The result should be a boolean array telling you if each bond crosses a periodic boundary. This boolean array can be passed to nlist.filter to drop bonds that cross the boundary.

Optimox commented 3 years ago

Thanks very much @bdice.

Just to be sure I understand:

Optimox commented 3 years ago

I think I don't fully understand what box.wrap does.

Here is a minimal code that shows something I don't get:

import numpy as np
import freud

Lx = 5
Ly = 10
N_points = 100

random_points = np.zeros((N_points, 3))

random_points[:, 0] = np.random.uniform(-Lx/2, Lx/2, N_points)
random_points[:, 1] = np.random.uniform(-Ly/2, Ly/2, N_points)
box = freud.box.Box(Lx=Lx, Ly=Ly, is2D=True)
wrapped_points = box.wrap(random_points)

print("This should be true but I get : ", (random_points==wrapped_points).all())

= = = = =

◆ **TASK BRIEF**: Pick up the forum thread about freud's box.wrap right after its last line and continue it.

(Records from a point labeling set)
= = = = =

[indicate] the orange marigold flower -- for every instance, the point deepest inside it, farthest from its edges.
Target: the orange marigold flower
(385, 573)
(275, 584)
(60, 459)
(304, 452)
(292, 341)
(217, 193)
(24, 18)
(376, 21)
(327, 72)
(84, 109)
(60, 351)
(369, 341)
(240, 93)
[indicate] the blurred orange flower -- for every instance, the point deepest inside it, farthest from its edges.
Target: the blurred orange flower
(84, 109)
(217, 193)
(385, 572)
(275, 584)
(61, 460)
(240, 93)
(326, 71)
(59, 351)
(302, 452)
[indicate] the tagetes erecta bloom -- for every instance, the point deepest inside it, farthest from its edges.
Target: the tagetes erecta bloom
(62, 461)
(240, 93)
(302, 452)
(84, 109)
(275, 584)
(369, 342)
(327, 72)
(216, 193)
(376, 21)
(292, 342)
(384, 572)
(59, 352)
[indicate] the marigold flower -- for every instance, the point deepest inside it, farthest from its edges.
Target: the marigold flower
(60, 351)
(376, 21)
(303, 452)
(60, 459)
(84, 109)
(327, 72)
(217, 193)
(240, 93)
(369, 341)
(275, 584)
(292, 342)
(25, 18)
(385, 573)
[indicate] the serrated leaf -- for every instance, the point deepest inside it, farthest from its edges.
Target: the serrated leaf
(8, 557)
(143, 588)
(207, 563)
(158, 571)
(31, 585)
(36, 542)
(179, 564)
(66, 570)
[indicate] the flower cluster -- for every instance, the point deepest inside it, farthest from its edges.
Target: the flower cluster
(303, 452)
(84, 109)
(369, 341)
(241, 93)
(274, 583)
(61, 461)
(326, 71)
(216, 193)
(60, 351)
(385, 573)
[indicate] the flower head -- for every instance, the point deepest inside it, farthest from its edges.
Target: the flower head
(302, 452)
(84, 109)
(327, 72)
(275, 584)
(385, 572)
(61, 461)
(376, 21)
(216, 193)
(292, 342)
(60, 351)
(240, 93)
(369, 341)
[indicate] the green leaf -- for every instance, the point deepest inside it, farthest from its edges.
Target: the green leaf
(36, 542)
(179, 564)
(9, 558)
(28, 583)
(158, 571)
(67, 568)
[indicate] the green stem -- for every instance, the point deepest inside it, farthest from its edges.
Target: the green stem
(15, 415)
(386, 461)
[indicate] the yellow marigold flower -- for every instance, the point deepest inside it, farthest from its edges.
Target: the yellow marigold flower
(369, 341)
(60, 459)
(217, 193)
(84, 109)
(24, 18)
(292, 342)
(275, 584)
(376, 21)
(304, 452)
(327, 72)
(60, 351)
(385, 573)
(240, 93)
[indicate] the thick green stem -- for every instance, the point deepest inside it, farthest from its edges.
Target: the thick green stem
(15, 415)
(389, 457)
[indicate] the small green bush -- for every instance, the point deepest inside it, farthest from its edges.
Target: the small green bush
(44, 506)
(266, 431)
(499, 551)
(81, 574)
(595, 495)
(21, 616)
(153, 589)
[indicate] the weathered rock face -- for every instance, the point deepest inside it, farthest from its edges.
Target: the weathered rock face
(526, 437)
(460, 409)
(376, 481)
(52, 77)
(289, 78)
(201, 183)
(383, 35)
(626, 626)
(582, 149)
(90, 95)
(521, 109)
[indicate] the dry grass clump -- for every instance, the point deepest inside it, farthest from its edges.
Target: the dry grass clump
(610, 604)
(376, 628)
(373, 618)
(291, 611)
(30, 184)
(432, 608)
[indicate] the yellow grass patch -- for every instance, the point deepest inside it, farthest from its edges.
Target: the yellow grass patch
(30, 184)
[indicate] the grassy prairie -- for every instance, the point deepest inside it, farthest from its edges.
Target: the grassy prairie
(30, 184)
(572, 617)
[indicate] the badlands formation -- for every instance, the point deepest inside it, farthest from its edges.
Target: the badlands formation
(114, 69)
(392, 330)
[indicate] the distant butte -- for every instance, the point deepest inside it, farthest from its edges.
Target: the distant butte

= = = = =

◆ **EXERCISE OUTPUT**:
Since all the points I created are already inside the main box, how can it be that wrapping them changes their positions?

EDIT

Ok I think it's just a matter of precision if I actually try this I get the correct answer:

print("This should be true but I get : ", (np.allclose(random_points, wrapped_points, atol=1e-05)))
bdice commented 3 years ago

@Optimox Correct, this is an issue of precision. The freud library uses single precision (float32) for all calculations. NumPy defaults to float64.

bdice commented 3 years ago
* `points` here are already wrapped point inside the box?

Yes, the array of particle positions (which we call points) is supposed to be contained in the box. See the tutorial on Periodic Boundary Conditions for some more information on this topic.

* you start from a query point, follow the link to a neighbor and then look if this point is indeed inside the box (not outside)?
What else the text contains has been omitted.